§ **CONSIGNE 1**:
Extrayez des entrées ci-dessous, sans rien y changer, la partie qui commence à la ligne contenant « Each instance of the lips » et va jusqu'à la fin des entrées, ces deux limites comprises.

§ **TEXTE**:
Devenu le deuxième homme le plus riche de Chine avec une fortune personnelle estimée à 35,6 milliards de dollars, l’ancien professeur d’anglais connu sous le nom de Jack Ma fascine. De son petit appartement à Hangzhou il a créé en 1999 un véritable empire du numérique : Alibaba. Retour sur son fabuleux destin.

C’est l’histoire d’un homme, né deux ans avant le lancement de la Révolution culturelle par Mao, à Hangzhou, ville chinoise ancienne, de parents ouvriers. Peu doué en mathématiques, il échoue à deux reprises à l’examen d’entrée à l’université et finit par en sortir avec une simple licence d’anglais en poche. Un fardeau dans un pays où la réussite scolaire est une priorité culturelle. Ses débuts professionnels ne seront pas très glorieux non plus : une trentaine d’entreprises, dont le groupe KFC, refuseront de lui ouvrir leurs portes. Pour arrondir ses fins de mois, il s’improvisera guide de sa ville pour les touristes étrangers et tentera de lancer son entreprise de traduction avant de devenir enseignant. L’histoire veut même que son dossier fut refusé une dizaine de fois à Harvard. Aujourd’hui pourtant, Ma Yun, plus connu sous le nom de Jack Ma, est devenu une véritable légende vivante en Chine.

§ **ENTRÉES**:
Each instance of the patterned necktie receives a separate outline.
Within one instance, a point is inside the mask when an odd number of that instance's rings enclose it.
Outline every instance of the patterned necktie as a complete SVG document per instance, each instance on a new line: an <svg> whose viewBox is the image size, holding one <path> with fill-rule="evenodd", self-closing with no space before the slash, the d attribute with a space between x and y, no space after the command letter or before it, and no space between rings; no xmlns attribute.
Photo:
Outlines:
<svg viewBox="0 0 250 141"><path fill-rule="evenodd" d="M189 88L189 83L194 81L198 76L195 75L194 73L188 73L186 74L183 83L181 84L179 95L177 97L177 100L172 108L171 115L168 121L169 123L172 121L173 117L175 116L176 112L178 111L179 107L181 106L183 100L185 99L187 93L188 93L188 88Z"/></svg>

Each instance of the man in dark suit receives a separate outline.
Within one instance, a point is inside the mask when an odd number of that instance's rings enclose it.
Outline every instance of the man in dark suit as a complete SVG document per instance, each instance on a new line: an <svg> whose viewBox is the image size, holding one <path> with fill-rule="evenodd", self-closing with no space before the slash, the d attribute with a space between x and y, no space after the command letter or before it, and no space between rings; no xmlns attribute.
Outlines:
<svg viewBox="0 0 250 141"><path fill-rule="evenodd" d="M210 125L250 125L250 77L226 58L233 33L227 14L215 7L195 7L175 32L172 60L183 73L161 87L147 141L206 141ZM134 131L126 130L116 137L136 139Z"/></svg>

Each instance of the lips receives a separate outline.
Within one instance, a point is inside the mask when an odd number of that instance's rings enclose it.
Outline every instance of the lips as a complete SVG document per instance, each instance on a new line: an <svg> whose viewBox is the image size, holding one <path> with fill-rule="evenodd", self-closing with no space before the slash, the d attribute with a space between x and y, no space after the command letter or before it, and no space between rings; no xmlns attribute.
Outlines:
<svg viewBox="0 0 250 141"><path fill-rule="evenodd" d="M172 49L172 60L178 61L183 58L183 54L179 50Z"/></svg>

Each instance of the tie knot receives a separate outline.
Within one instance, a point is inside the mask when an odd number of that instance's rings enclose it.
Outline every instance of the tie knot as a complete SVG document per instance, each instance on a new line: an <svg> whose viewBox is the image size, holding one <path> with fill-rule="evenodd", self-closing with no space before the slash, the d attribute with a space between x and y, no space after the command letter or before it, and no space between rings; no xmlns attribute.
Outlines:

§ **CONSIGNE 2**:
Recopiez fidèlement le passage du texte ci-dessus qui s'ouvre sur les mots « Devenu le deuxième » et se clôt sur les mots « son fabuleux destin. ».

§ **RÉSULTAT 1**:
Each instance of the lips receives a separate outline.
Within one instance, a point is inside the mask when an odd number of that instance's rings enclose it.
Outline every instance of the lips as a complete SVG document per instance, each instance on a new line: an <svg> whose viewBox is the image size, holding one <path> with fill-rule="evenodd", self-closing with no space before the slash, the d attribute with a space between x and y, no space after the command letter or before it, and no space between rings; no xmlns attribute.
Outlines:
<svg viewBox="0 0 250 141"><path fill-rule="evenodd" d="M172 49L172 60L178 61L183 58L183 54L179 50Z"/></svg>

Each instance of the tie knot receives a separate outline.
Within one instance, a point is inside the mask when an odd number of that instance's rings enclose it.
Outline every instance of the tie knot as a complete SVG document per instance, each instance on a new line: an <svg> whose viewBox is the image size, holding one <path> with fill-rule="evenodd", self-closing with no space before the slash, the d attribute with a space between x and y, no space after the command letter or before it, and no space between rings; no xmlns attribute.
Outlines:

§ **RÉSULTAT 2**:
Devenu le deuxième homme le plus riche de Chine avec une fortune personnelle estimée à 35,6 milliards de dollars, l’ancien professeur d’anglais connu sous le nom de Jack Ma fascine. De son petit appartement à Hangzhou il a créé en 1999 un véritable empire du numérique : Alibaba. Retour sur son fabuleux destin.